# Entry level waxes



## Alan H (Jun 28, 2009)

Evening all,

Been off the detailing for about 18 months, and started to get the bug again as I changed my car.
Previously I only used entry level waxes, I couldn't justify the costs, plus I liked to wax my car regularly.
Usual process after the cleaning and prepping would have been 2 hits of SRP, 1 hit with Natty's Blue and then a final go over with Project 32. It always seemed to give good results as below....





As I've been away a while are there any other waxes at or around the same price point and anything similar to Project 32 as a sealer? (I always liked the feel of the paint after an application of this)

Anyways, TIA

Alan


----------



## Simz (Jun 7, 2013)

I think Autosmart wax at £15 is a good shout.


----------



## Alan H (Jun 28, 2009)

That isn't my current vehicle, I now have a Scirocco.


----------



## Alan H (Jun 28, 2009)

I have done a little work on the Scirocco, but the paint doesn't seem to hold on to the wax on the bonnet as well as on the other cars I've had. 

Could the wax have seen better days?


----------



## Simz (Jun 7, 2013)

OK change of heart here, buy either Obsession phantom or ODK Glamour mine is Carbon black and the results are astonishing.
















The photo of the rear quarter still has wax on most of the panel, it was a quick shot yesterday to send to my Brother!! If you just look at the area near the light then that is ODK Glamour, the offside was done a few weeks back with Obsession...Really hope this helps.


----------



## Alan H (Jun 28, 2009)

Simz said:


> OK change of heart here, buy either Obsession phantom or ODK Glamour mine is Carbon black and the results are astonishing.


Sorry for the ignorance, who makes these two?

ODK?


----------



## Simz (Jun 7, 2013)

ODK and Obsession are the makers, check them out on here mate.

http://www.obsessionwax.com/

http://www.odkwax.co.uk/


----------



## Paul7189 (Nov 11, 2015)

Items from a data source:
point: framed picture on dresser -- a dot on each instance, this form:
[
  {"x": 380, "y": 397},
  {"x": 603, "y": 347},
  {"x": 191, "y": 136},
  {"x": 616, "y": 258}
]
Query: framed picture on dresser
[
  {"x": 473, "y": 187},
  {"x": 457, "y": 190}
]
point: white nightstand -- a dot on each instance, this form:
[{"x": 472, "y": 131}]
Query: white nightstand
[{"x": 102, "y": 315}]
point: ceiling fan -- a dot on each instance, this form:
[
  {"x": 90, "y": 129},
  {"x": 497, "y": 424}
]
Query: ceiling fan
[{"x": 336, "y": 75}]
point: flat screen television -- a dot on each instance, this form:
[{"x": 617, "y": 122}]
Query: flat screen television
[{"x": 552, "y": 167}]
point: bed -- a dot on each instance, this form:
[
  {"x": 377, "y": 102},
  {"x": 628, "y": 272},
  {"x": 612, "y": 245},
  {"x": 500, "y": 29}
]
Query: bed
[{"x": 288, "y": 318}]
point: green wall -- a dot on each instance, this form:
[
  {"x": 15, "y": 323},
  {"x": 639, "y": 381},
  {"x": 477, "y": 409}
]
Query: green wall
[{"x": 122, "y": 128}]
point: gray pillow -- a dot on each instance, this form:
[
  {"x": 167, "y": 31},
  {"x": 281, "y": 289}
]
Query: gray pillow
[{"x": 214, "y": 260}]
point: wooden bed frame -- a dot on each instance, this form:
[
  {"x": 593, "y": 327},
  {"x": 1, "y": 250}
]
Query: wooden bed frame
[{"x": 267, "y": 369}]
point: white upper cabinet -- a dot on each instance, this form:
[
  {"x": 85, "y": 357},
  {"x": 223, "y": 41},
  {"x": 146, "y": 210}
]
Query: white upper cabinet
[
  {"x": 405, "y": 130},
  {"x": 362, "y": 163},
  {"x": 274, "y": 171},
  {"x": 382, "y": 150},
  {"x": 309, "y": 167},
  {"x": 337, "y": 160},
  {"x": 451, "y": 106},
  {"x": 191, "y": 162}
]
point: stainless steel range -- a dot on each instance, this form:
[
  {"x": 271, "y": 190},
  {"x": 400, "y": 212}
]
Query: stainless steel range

:: Directive 1 ::
List every wax, sealer, or other paint product that the forum thread on entry level waxes names.
:: Directive 2 ::
Please set down, word for word, the part of the forum thread on entry level waxes from "As I've been" to "a good shout.".

:: Task solution 1 ::
SRP
Natty's Blue
Project 32
Autosmart wax
Obsession phantom
ODK Glamour

:: Task solution 2 ::
As I've been away a while are there any other waxes at or around the same price point and anything similar to Project 32 as a sealer? (I always liked the feel of the paint after an application of this)

Anyways, TIA

Alan


----------



## Simz (Jun 7, 2013)

I think Autosmart wax at £15 is a good shout.